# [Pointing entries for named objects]
####
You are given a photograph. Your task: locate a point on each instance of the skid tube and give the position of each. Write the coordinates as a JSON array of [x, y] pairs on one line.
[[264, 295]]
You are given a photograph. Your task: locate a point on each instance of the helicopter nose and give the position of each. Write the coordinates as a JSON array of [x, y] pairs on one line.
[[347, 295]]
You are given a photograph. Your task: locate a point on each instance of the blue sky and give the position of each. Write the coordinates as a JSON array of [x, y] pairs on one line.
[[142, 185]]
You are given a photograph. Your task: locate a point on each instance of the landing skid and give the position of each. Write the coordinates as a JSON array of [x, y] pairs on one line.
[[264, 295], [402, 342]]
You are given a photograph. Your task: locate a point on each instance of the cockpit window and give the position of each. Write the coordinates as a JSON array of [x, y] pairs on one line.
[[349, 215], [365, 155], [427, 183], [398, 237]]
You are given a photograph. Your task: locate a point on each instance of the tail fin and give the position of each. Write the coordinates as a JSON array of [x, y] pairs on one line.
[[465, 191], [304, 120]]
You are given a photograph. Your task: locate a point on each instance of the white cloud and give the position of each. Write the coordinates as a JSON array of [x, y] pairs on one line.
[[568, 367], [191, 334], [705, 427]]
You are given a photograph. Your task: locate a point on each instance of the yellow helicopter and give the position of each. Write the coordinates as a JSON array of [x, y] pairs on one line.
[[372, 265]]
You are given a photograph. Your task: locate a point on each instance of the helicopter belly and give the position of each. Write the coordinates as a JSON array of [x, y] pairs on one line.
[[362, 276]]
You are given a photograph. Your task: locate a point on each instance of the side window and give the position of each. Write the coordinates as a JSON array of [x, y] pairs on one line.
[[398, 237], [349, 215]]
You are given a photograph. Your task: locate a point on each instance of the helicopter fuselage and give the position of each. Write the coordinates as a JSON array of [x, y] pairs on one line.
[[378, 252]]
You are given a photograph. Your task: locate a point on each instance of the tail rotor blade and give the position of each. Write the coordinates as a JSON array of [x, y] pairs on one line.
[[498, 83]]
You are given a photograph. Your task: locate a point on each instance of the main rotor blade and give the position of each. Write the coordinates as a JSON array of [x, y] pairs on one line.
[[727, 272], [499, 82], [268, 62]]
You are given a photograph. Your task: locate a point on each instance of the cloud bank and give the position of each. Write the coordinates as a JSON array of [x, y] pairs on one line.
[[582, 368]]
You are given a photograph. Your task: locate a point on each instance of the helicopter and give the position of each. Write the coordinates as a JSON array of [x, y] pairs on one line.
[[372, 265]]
####
# [Exercise objective]
Copy the whole listing above word for word, keeping every line in its original order.

# [Answer to the problem]
You are given a photograph. Your task: locate a point on each instance of the skid tube and give the position of each. Write the coordinates as a JSON array of [x, y] pairs on one line.
[[264, 295]]
You are given a photograph. Your task: locate a point on each instance of the helicopter nose and give the position of each. Write the coordinates as a JSON array of [x, y] pairs on one line.
[[347, 295]]
You are given a photograph. Your task: locate a point on each instance of the blue sky and give the position of each. Write the coordinates as a JSON array of [x, y] pairs on one line.
[[142, 185]]
You are given a photograph. Your task: locate a point on each instance of the landing skid and give the position of each. Write the coordinates as a JSON array of [x, y] pairs on one line.
[[264, 295], [402, 342]]
You are given a photograph. Your task: locate a point on each instance of the cockpit window and give the position of each. Write the coordinates as a JSON array of [x, y] pairs on one line.
[[349, 215], [365, 155], [427, 183], [398, 237]]
You are given a photograph. Your task: locate a point on each instance of the tail fin and give the position of each. Write the coordinates as a JSON array of [x, y] pairs on one line.
[[465, 191], [304, 120]]
You are given a photograph. Your task: locate a point on each instance of the white cloud and give the position of each. Write the coordinates as a JSON array of [x, y] pairs on one line.
[[568, 367], [191, 334], [705, 427]]
You are given a photograph. Your task: locate a point on each instance of the yellow helicopter and give the position of each. Write the coordinates as a JSON array of [x, y] pairs on one line.
[[372, 265]]
You are given a photograph. Your task: locate a point on each instance of the helicopter belly and give the position of each. Write the coordinates as a JSON array of [x, y] pairs on one line.
[[362, 276]]
You are given a photograph. Your task: locate a point on each instance of the side window and give the position of each. Write the coordinates as a JSON array of [x, y] pairs on one line.
[[398, 237], [349, 215]]
You are given a photograph. Your task: locate a point on each instance of the helicopter fuselage and give the position of each. Write the coordinates as a JSON array of [x, y] pairs on one line.
[[378, 252]]
You are given a photograph. Your task: locate a point on each instance of the tail rotor blade and give the position of each. Write the coordinates as a JSON array of [x, y] pairs on one line.
[[498, 83]]
You are given a photograph. Your task: locate a point on each instance of the main rotor blade and give the position of each. Write the coordinates as a JSON array of [x, y] pairs on one line.
[[727, 272], [499, 82], [268, 62]]
You are given a photograph. Your task: locate a point on each instance of the cloud bank and give the position of each. Write the coordinates as a JSON array of [x, y] pairs on one line.
[[582, 368]]
You are given a photograph. Your task: locate a point on each instance of the helicopter and give the position of each. Write the coordinates as a JSON array of [x, y] pairs on one line.
[[372, 265]]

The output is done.